(THE PROBLEM): Below, some lines carry pictures; leave those pictures out and retype exactly the lines from the one with "Pretty please, detect the white face" through the one with "Pretty please, detect the white tent in".

Entries taken from a collection:
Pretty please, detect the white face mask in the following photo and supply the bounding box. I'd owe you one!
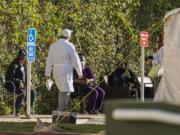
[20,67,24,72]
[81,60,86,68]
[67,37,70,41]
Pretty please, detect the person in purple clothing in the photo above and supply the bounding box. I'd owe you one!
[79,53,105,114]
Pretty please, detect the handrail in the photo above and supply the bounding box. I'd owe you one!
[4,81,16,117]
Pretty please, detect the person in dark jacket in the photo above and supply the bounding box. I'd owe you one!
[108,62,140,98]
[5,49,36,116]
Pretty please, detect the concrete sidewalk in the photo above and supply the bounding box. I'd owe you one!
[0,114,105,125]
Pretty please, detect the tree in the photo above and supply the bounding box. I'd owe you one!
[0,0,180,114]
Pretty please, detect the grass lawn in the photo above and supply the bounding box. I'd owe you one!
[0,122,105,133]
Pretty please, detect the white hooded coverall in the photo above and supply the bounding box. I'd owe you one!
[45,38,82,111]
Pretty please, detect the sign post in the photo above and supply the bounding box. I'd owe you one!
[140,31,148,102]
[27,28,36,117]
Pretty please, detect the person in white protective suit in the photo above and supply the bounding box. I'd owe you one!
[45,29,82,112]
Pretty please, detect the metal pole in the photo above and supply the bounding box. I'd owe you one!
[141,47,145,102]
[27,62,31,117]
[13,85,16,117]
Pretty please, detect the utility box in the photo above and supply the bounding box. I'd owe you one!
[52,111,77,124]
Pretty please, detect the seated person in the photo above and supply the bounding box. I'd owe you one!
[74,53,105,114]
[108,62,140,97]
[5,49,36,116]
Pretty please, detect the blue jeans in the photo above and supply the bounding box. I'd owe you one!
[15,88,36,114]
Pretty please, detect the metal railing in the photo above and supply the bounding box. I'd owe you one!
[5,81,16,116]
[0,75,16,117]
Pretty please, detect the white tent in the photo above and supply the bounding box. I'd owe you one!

...

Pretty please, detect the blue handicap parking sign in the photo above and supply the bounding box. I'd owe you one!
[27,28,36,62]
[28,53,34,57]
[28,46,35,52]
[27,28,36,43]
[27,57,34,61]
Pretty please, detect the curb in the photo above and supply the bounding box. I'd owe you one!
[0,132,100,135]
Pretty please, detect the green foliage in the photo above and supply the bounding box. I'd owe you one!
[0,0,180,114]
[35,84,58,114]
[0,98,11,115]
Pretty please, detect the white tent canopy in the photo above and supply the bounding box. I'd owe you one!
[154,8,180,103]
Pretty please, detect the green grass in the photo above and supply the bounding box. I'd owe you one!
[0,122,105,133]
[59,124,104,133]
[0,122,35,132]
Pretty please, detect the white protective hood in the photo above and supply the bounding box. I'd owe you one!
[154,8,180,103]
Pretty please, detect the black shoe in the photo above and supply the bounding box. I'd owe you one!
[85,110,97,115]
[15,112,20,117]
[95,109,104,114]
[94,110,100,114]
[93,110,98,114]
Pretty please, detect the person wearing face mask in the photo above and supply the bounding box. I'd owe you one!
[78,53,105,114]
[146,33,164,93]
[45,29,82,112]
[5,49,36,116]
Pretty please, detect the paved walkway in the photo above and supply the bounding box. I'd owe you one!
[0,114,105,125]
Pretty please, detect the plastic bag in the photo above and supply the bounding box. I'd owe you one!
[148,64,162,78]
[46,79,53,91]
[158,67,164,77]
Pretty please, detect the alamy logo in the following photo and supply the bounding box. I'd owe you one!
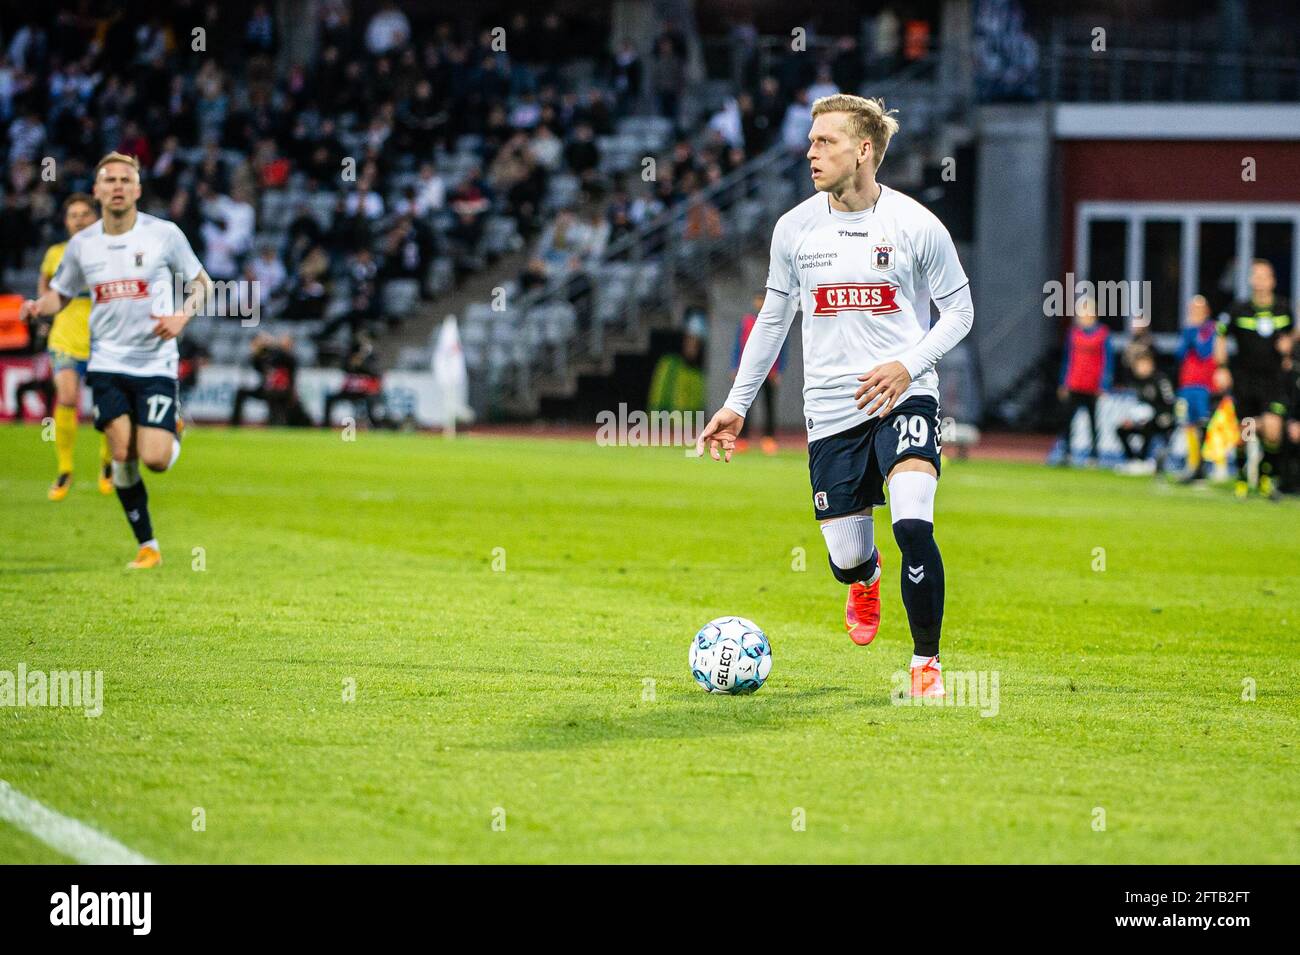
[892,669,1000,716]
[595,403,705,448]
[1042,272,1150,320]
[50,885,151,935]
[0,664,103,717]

...

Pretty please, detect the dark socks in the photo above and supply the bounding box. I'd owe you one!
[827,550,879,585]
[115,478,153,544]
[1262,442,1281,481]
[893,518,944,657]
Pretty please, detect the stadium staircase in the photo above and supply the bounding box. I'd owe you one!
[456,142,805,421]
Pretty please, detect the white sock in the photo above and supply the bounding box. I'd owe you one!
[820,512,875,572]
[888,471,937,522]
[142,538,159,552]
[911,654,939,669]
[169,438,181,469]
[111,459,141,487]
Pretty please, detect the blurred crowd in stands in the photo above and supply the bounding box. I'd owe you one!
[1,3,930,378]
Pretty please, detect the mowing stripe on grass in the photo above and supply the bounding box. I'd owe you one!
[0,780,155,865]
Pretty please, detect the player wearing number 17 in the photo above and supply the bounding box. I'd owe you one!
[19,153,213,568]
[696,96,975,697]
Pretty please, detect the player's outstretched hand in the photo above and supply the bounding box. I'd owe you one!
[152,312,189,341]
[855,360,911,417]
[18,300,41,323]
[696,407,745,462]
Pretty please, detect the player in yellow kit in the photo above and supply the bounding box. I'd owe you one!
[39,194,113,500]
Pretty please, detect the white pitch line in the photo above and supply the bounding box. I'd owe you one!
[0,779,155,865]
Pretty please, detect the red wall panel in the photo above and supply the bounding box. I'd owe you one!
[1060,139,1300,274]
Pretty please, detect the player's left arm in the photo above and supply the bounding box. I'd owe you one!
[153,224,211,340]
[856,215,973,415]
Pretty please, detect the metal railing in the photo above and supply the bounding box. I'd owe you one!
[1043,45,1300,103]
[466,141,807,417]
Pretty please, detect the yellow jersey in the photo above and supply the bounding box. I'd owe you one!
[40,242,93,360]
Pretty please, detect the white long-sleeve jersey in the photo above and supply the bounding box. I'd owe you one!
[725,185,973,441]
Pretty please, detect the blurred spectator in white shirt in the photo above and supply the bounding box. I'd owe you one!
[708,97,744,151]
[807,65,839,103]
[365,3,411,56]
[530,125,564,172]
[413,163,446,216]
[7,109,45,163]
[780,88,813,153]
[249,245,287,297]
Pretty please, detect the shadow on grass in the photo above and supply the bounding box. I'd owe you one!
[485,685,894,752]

(ANSWER SECTION):
Pretty please, detect the white face mask in the following photo and supply the bounding box. I'd owe you one!
[20,67,24,72]
[81,60,86,68]
[67,37,70,41]
Pretty please, detect the person in purple clothing in the photo above and supply the bounding box. I'd owe you one!
[79,53,105,114]
Pretty please, detect the handrail in the photo above and supply the bounding box. I'd owe you one!
[4,81,16,117]
Pretty please, detect the person in dark jacket in the photo above and supply the bounding box. I'd owe you one!
[108,62,140,98]
[5,49,36,116]
Pretty please, detect the concrete sidewalk in the photo above and supply the bounding box. I'd owe you one!
[0,114,105,125]
Pretty please, detect the tree in the photo above and supply the bounding box. I'd owe you one!
[0,0,180,114]
Pretty please, detect the grass lawn in the photo above and supply the bounding box. I'd owe you one!
[0,122,105,133]
Pretty please, detect the white hooded coverall in the photo above and supply the bounding box. I'd owe you one!
[45,38,82,111]
Pretty please, detect the sign post in the photo above and supply the bounding box. I'd owe you one!
[140,31,148,102]
[27,28,36,117]
Pretty please, detect the person in white protective suit in the photo above and supply the bounding box. I'd owe you one!
[45,29,82,112]
Pretty please, detect the metal pole in the photo above and supply the bounding box. I'd owe you one!
[141,47,145,102]
[27,62,31,117]
[13,85,16,117]
Pretty please, detect the utility box in the photo above and supply the bounding box. I'd owe you one!
[52,111,77,124]
Pretty please, detect the seated person in the photo above and supply the bounding box. I'd owe you one!
[74,53,105,114]
[108,62,140,97]
[5,49,36,116]
Pretty please, detect the blue jeans in the photo above and supply the bounding box. I'd owe you one!
[15,88,36,114]
Pretty please, detect the metal railing in the photo above and supply the bounding box. I'd owe you one!
[5,81,16,116]
[0,75,16,117]
Pretty please, detect the white tent in the photo above and supply the bounding box. I'd owe you one!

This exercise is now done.